Below are the records; pull every line that includes "large".

Stored data entries:
━━━━━━━━━━━━━━━━━━━━
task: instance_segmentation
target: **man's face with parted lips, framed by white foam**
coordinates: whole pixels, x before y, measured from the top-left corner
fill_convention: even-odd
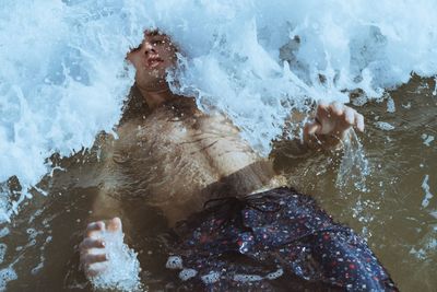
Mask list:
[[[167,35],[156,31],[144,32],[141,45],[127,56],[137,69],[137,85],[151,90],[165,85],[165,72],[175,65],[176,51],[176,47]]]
━━━━━━━━━━━━━━━━━━━━
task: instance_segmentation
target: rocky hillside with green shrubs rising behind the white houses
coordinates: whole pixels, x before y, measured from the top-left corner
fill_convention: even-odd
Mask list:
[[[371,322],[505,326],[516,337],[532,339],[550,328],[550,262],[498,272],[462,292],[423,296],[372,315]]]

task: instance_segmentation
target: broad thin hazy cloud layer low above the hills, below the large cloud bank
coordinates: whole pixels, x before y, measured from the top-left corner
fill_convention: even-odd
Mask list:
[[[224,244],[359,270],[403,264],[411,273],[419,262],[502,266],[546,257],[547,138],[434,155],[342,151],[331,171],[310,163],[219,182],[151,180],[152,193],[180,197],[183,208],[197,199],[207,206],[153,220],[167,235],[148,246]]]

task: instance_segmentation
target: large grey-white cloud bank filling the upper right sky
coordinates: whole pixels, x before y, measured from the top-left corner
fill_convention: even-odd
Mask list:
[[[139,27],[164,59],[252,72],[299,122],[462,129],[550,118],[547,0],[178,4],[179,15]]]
━━━━━━━━━━━━━━━━━━━━
→ **Solved exercise**
target: broad thin hazy cloud layer low above the hills, below the large cloud bank
target: large grey-white cloud bank filling the upper right sky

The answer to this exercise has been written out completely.